| SOURCE RECORDS |
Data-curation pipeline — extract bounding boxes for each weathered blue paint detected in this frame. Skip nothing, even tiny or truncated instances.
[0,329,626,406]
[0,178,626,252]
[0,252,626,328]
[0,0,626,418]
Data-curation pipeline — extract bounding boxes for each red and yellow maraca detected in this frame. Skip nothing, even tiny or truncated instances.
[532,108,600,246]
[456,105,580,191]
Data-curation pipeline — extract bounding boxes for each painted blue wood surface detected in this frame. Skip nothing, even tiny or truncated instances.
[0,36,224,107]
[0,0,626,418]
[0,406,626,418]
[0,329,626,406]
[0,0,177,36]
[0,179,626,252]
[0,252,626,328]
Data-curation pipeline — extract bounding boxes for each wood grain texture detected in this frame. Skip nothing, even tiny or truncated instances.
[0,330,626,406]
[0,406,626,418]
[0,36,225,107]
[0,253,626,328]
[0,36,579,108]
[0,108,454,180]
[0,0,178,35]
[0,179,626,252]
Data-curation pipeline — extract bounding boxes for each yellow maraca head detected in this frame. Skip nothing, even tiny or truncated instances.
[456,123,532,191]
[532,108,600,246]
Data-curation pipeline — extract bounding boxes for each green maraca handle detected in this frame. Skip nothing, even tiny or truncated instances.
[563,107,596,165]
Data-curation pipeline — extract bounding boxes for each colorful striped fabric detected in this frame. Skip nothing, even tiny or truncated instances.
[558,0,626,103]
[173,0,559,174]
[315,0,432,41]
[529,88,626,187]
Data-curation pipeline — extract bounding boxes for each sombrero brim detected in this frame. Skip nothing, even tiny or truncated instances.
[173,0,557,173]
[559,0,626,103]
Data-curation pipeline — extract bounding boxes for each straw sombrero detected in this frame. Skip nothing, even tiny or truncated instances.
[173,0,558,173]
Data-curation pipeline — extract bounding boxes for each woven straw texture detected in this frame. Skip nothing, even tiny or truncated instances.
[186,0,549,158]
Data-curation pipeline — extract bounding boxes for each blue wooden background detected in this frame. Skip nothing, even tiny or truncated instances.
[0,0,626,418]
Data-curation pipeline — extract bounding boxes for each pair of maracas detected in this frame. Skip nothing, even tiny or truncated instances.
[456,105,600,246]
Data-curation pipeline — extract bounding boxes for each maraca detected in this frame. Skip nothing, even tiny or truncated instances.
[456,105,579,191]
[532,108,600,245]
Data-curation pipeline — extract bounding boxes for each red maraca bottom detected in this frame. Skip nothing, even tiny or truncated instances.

| EXERCISE |
Please rewrite all of the items above as a numbered list, leaving out any blank lines.

| TASK OUTPUT |
1. Data-curation pipeline — extract bounding boxes for each weathered blue paint detected in this frame. Skip nothing, even tiny or truncated instances.
2. [0,329,626,406]
3. [0,178,626,252]
4. [0,252,626,328]
5. [0,0,626,418]
6. Data-curation pipeline — extract bounding boxes for each red and yellow maraca detected in this frame. Skip nothing, even tiny or truncated instances.
7. [532,108,600,246]
8. [456,105,580,191]
9. Data-curation pipeline — extract bounding boxes for each painted blue wood surface detected in this frame. Skip nothing, even tiny or truncated instances.
10. [0,36,224,107]
11. [0,0,626,418]
12. [0,406,626,418]
13. [0,329,626,406]
14. [0,0,177,36]
15. [0,179,626,252]
16. [0,252,626,328]
17. Data-curation pipeline — extract bounding boxes for each wood grain texture detected in this frame. Skip nothing, even tiny or truncated instances.
18. [0,330,626,406]
19. [0,406,626,418]
20. [0,36,225,107]
21. [0,253,626,328]
22. [0,36,579,108]
23. [0,108,454,180]
24. [0,0,178,35]
25. [0,179,626,252]
26. Data-curation pipeline — extract bounding boxes for each yellow maraca head detected in this frame. Skip nothing, even tiny or truncated instances.
27. [456,123,532,191]
28. [532,108,600,246]
29. Data-curation pipeline — extract bounding boxes for each green maraca handle detected in this frame. Skip nothing, even tiny or truncated instances.
30. [563,107,596,165]
31. Data-curation pipeline — extract bounding boxes for each colorful striped fabric detected in this frame. Skip nothing, even tiny or truncated instances.
32. [558,0,626,103]
33. [173,0,559,174]
34. [315,0,432,41]
35. [529,88,626,187]
36. Data-curation pipeline — extract bounding boxes for each sombrero brim detected in this frame. Skip nothing, even tiny or truncated instances.
37. [173,0,557,173]
38. [559,0,626,103]
39. Data-curation pipeline — extract bounding boxes for each straw sombrero detected in this frame. Skip nothing, even tiny or truncated instances.
40. [173,0,558,173]
41. Data-curation pipeline — extract bounding boxes for each woven straw texture detected in this frame. Skip nothing, even tiny or truncated instances.
42. [186,0,549,158]
43. Data-curation pipeline — extract bounding boxes for each blue wooden background detected in this frame. Skip nothing, even tiny or truncated instances.
44. [0,0,626,418]
45. Data-curation pipeline — extract bounding boxes for each pair of maracas detected in this frame. Skip nothing, even tiny or truncated instances.
46. [456,105,600,246]
47. Data-curation pipeline — extract bounding boxes for each maraca detected in this frame. Skip nothing, even tiny or truncated instances.
48. [456,105,579,191]
49. [532,108,600,245]
50. Data-curation pipeline — extract bounding boxes for each red maraca bottom detected in this frame. Skip nothing, even tiny or truncated instances.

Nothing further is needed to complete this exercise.